Your instructions =
Write out, word for word, the material that begins with the line containing "Provide the location of each instance of the white door trim" and ends with the line containing "Target: white door trim", including both of those lines.

Data extract =
>> BEGIN
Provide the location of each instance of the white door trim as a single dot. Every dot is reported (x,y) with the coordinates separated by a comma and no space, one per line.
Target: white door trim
>> END
>> BEGIN
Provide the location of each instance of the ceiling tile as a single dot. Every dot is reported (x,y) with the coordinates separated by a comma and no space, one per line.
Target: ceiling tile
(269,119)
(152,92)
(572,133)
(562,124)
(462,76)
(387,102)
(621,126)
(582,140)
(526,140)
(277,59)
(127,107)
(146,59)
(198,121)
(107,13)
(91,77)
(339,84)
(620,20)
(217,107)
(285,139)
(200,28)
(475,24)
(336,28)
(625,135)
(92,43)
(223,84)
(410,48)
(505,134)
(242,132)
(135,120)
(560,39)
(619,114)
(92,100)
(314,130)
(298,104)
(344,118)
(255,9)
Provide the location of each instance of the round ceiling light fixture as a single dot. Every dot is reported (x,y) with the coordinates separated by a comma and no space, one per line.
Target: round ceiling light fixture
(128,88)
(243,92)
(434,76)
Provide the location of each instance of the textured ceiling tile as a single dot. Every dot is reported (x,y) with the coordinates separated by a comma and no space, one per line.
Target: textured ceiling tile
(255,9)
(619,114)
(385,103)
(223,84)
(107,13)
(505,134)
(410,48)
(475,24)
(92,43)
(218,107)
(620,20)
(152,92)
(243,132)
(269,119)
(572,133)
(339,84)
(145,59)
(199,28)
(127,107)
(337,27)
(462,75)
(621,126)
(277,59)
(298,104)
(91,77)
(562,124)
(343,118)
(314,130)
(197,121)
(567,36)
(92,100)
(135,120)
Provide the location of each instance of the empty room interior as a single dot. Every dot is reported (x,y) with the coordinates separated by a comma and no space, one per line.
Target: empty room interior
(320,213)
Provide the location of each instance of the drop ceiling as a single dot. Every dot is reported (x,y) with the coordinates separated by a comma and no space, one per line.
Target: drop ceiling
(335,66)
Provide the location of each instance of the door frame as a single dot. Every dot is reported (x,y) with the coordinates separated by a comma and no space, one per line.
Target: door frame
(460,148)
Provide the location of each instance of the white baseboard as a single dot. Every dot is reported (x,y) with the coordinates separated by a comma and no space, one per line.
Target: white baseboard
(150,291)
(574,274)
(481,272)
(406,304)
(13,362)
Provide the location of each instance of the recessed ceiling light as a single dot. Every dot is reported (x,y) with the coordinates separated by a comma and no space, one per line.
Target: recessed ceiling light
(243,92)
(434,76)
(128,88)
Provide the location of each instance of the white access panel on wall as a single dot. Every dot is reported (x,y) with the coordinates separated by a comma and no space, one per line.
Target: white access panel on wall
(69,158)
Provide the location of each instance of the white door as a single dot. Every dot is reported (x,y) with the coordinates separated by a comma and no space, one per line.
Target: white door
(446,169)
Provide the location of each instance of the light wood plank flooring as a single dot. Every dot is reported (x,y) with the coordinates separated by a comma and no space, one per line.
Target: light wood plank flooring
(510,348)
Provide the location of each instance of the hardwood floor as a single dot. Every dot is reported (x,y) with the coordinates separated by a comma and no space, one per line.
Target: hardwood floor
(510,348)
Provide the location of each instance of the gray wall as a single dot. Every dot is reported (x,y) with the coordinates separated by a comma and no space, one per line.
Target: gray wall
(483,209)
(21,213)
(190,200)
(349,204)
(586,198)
>> END
Exercise answer =
Provide the location of each instance of the white door trim as a single dot. Every dot is reported (x,y) with the coordinates separated by a comma and no space, one per line.
Target: white door trim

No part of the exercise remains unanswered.